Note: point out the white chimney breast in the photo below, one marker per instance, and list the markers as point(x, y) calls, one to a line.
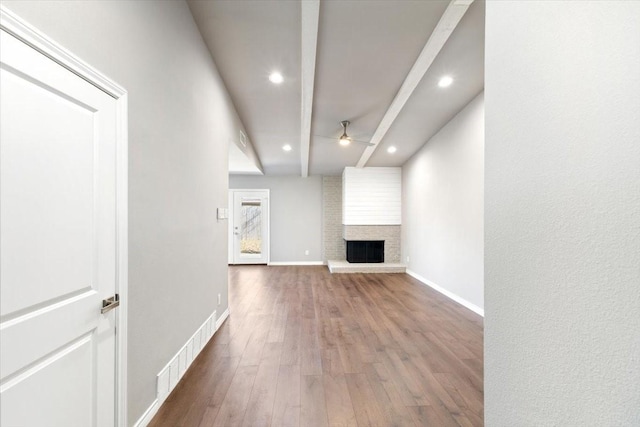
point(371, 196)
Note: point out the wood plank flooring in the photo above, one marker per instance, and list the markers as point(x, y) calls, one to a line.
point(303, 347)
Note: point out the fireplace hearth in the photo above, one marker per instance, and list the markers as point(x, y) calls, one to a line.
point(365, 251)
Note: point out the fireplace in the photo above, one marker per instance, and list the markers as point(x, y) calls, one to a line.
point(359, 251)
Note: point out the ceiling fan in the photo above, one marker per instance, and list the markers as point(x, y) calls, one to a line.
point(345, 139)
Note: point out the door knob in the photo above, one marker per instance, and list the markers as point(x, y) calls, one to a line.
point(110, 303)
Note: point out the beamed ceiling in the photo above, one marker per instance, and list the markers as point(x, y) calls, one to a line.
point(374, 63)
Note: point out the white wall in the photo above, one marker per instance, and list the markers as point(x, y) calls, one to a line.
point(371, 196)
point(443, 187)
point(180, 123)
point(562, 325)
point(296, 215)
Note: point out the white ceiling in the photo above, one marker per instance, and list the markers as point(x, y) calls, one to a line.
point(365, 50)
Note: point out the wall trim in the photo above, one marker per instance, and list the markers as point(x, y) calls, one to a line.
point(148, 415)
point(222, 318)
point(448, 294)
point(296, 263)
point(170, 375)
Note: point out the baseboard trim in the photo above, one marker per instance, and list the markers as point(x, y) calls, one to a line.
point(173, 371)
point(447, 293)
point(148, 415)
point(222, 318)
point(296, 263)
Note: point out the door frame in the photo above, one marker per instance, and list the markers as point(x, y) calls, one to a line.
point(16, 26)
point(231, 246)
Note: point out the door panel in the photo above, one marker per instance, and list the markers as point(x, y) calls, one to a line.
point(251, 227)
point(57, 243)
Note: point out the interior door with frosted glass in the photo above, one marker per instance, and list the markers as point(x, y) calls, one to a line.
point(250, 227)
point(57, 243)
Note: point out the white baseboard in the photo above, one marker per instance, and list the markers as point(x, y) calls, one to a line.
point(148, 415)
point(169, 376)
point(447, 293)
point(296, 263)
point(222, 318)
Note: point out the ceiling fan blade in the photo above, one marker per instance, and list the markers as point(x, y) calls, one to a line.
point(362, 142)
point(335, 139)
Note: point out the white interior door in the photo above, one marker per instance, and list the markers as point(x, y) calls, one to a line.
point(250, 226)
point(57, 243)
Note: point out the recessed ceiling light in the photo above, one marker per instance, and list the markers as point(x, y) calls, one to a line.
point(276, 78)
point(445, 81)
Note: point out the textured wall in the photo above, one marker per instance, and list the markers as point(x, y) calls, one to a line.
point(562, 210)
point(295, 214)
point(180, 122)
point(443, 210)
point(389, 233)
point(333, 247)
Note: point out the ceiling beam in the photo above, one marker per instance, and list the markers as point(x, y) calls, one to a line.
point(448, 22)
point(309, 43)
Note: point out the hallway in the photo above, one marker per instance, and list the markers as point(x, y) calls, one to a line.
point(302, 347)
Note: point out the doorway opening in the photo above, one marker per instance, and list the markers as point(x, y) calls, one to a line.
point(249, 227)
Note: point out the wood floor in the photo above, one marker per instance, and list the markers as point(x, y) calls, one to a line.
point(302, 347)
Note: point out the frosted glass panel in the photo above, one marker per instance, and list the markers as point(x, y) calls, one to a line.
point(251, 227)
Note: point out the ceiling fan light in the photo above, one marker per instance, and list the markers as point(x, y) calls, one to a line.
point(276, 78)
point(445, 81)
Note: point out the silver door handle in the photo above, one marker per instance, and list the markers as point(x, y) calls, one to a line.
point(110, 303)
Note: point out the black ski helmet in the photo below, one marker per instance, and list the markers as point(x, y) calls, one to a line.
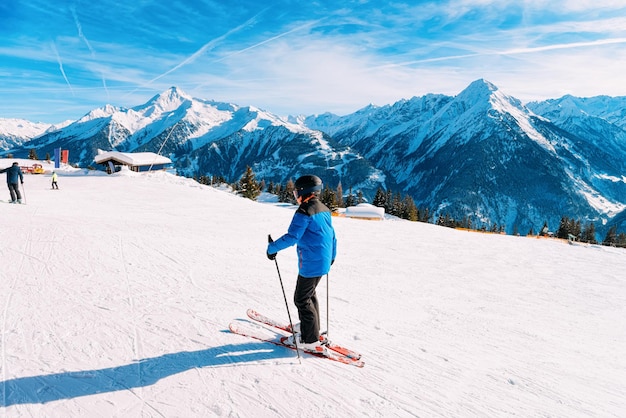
◆ ◆ ◆
§ **Problem details**:
Rewrite all of the lines above, changing "fireplace hearth" to "stone hearth" and keeping everything else the same. Do not include the pictures.

§ **Response**:
Note: point out the white chimney breast in the photo below, one marker per instance, and list the markers as point(x, y) calls, one to a line.
point(371, 196)
Note: point out the wood plank flooring in the photo above, one marker per instance, and list the markers as point(x, y) calls, one to a line.
point(303, 347)
Note: point out the stone hearth in the photo above, one marker per instance, and list the markers as point(x, y) calls, one to a line.
point(365, 251)
Note: point out the fireplace in the photo above, one marker per instance, and list the markers as point(x, y) calls, one to a line.
point(359, 251)
Note: point out the ceiling fan in the photo above, one marker per instance, and list the markers as point(x, y) calls, one to a line.
point(345, 139)
Note: point out the door knob in the photo above, one marker per instance, and list the markers as point(x, y) calls, one to a line.
point(110, 303)
Note: point out the beamed ceiling in the photo above, one marker per instance, and list the markers as point(x, y) calls, one to a line.
point(374, 63)
Note: point out the white wall in the photo above, one marker per instance, and list the markers as point(x, y) calls, one to a line.
point(371, 196)
point(443, 187)
point(180, 123)
point(562, 325)
point(296, 215)
Note: point out the white ceiling in the photo above, one marker per instance, and list the markers as point(x, y) calls, one to a line.
point(365, 50)
Note: point out the wall trim in the photo above, one marker per instance, and list the markers as point(x, y) calls, one to a line.
point(148, 415)
point(222, 318)
point(448, 294)
point(296, 263)
point(170, 375)
Note: point out the baseboard trim in the photo above, one marker per instance, and list the markers as point(x, y) calls, one to a line.
point(173, 371)
point(447, 293)
point(148, 415)
point(222, 318)
point(296, 263)
Note: point out the door frame in the photo above, one marker per instance, and list the markers as point(x, y) calls, one to a line.
point(16, 26)
point(231, 246)
Note: point out the door panel in the photo above, one marker per instance, and list the markers as point(x, y) calls, one to a line.
point(251, 227)
point(57, 243)
Note: point out the interior door with frosted glass in the photo above, one marker per instance, and list the markers as point(x, y) calls, one to a line.
point(250, 227)
point(57, 243)
Note: point out the white baseboard in the photo above, one marker per instance, and list the markers as point(x, y) calls, one to a line.
point(148, 415)
point(169, 376)
point(447, 293)
point(296, 263)
point(222, 318)
Note: point out the ceiling fan blade in the photo above, one marker per instance, and list the markers as point(x, y) calls, one to a line.
point(362, 142)
point(335, 139)
Note: point out the white interior door in the photo above, one marker per instance, and list the markers as point(x, y) calls, one to a line.
point(250, 226)
point(57, 243)
Note: point out the recessed ceiling light in the photo above, one marker per instance, and list the markers as point(x, y) calls, one to a line.
point(276, 78)
point(445, 81)
Note: point out the textured wall in the photo above, one marker per instance, and list the markers as point(x, y) calls, one to a line.
point(562, 210)
point(295, 214)
point(180, 122)
point(443, 210)
point(389, 233)
point(333, 247)
Note: point out the ceiling beam in the photo above, one marker per instance, and list the markers as point(x, y) calls, one to a line.
point(448, 22)
point(309, 43)
Note: point out the hallway in the photo above, one marker per instance, and list the markers as point(x, y) calls, one to a line.
point(302, 347)
Note: point out the doorway opening in the photo above, one marker per instance, and list the markers as point(x, y) calls, one to a line.
point(249, 227)
Note: point out the wood floor in the photo above, one marker per instance, and list the markers as point(x, y) calls, one to a line.
point(302, 347)
Note: point out the frosted glass panel in the photo above, one marker per instance, and list the markers as point(x, y) calls, one to a line.
point(251, 227)
Note: point out the ceiling fan light in the photo above, one marker per instance, and list the markers as point(x, y) calls, one to a line.
point(276, 78)
point(445, 81)
Note: point out the silver door handle in the photo above, one marker per instance, and list the markers as point(x, y) calls, one to a line.
point(110, 303)
Note: point out the black ski helmet in the photo below, one marker per instance, and list the markers as point(x, y) calls, one to a line.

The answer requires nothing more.